Records of labeled points:
────────────────────

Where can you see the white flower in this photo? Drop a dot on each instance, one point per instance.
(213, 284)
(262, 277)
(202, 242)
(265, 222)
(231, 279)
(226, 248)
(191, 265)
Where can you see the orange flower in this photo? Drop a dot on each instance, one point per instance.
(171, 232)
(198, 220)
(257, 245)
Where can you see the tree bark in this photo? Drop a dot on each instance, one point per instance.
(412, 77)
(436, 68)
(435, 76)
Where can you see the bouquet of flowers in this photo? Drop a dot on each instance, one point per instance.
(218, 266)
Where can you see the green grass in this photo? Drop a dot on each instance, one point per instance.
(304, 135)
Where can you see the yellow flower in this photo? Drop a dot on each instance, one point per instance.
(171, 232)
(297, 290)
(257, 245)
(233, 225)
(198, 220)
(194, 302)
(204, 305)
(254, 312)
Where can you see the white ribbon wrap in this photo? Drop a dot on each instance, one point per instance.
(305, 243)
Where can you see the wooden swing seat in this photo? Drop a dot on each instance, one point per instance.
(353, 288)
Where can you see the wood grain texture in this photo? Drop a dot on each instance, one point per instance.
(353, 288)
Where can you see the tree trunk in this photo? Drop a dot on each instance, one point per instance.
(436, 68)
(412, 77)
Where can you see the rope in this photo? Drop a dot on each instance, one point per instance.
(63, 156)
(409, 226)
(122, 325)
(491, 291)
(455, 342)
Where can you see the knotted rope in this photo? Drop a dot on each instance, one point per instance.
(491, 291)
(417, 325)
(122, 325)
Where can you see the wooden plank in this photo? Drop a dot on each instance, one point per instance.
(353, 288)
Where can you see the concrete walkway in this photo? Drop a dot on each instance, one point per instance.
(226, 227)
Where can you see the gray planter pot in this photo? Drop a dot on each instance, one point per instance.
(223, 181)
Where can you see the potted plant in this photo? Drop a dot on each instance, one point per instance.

────────────────────

> Exercise
Rewrite the entries from the line that contains "Where can you see the yellow" through the last line of the entries, keeping every request line unchanged. Increase each coordinate in the answers by 86.

> Solution
Where can you see the yellow flower in this photo? Drop a dot on each instance, one point per instance.
(257, 318)
(383, 376)
(343, 331)
(319, 311)
(284, 306)
(280, 388)
(290, 391)
(340, 398)
Where can you see the white ribbon wrap in this photo? Drop a dot on each instance, one point per instance.
(391, 329)
Where can you see the wooden swing seat in this photo? Drop a dot on each instance, one point per instance.
(439, 374)
Where can you see the wood grain texture in this photo? Drop a dot on each instance, one point per instance.
(439, 374)
Where can you see the tree trunk in this photo? Drop a dot on each instance, one point per instance.
(522, 154)
(498, 163)
Where can you see the rope in this photo? Drop a dot on each instance, one point per instance.
(149, 242)
(495, 312)
(208, 411)
(577, 377)
(541, 428)
Where can you see the knotted rope in this photo? Drop a dot on each instance, one point per instance.
(577, 377)
(503, 411)
(208, 411)
Where can you see the wooden plank in this photo? Drop a dot on each instance, one point per instance.
(439, 374)
Where can you see the concrete walkway in this photo? Drop a dot on each instance, one point per instance.
(312, 313)
Where can you see the gray planter pot in this photo? Drop a dot on each instance, one point per instance.
(309, 267)
Where can you see the potted plant in this photo? Drop a dot on each instance, one point per instance.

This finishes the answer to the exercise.